**Task details:**
Please answer from the patent passage: what facilities does it give as examples?

**Passage:**
·····

Data processing: speech signal processing – linguistics – language – Speech signal processing – Recognition
Reexamination Certificate
2000-10-25
2003-03-04
Banks-Harold, Marsha D. (Department: 2654)
Data processing: speech signal processing, linguistics, language
Speech signal processing
Recognition
C704S270000, C704S273000, C379S088020
Reexamination Certificate
active
06529871
ABSTRACT:
BACKGROUND OF THE INVENTION
The present invention relates to methods and apparatus for providing security with respect to user access of services and/or facilities and, more particularly, to methods and apparatus for providing same employing automatic speech recognition, text-independent speaker identification, natural language understanding techniques and additional dynamic and static features.
In many instances, it is necessary to verify that an individual requesting access to a service or a facility is in fact authorized to access the service or facility. For example, such services may include banking services, telephone services, or home video provision services, while the facilities may be, for example, banks, computer systems, or database systems. In such situations, users typically have to write down, type or key in (e.g., on a keyboard) certain information in order to send an order, make a request, obtain a service, perform a transaction or transmit a message.

·····

**Data below:**
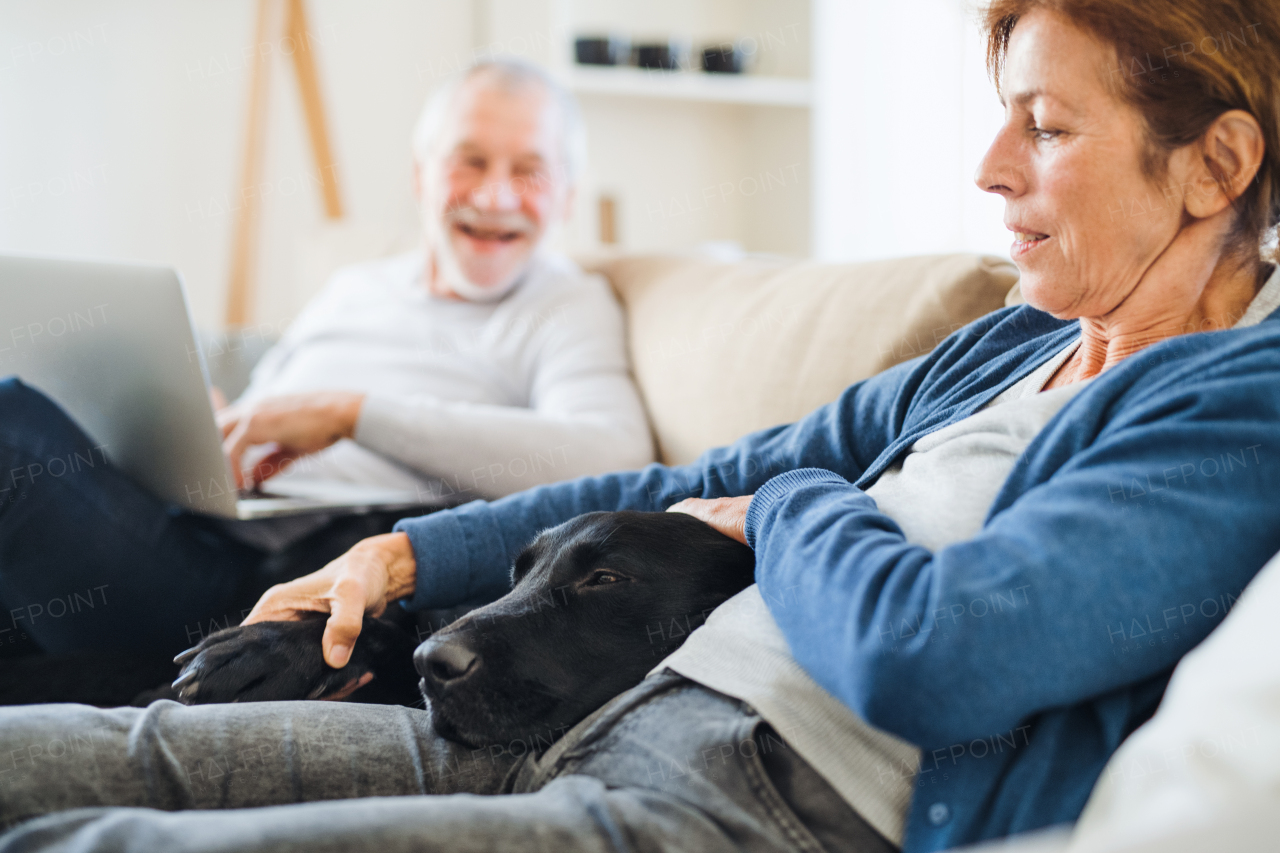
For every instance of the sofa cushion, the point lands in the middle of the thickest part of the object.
(721, 350)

·····

**Response box:**
Banks, computer systems, or database systems.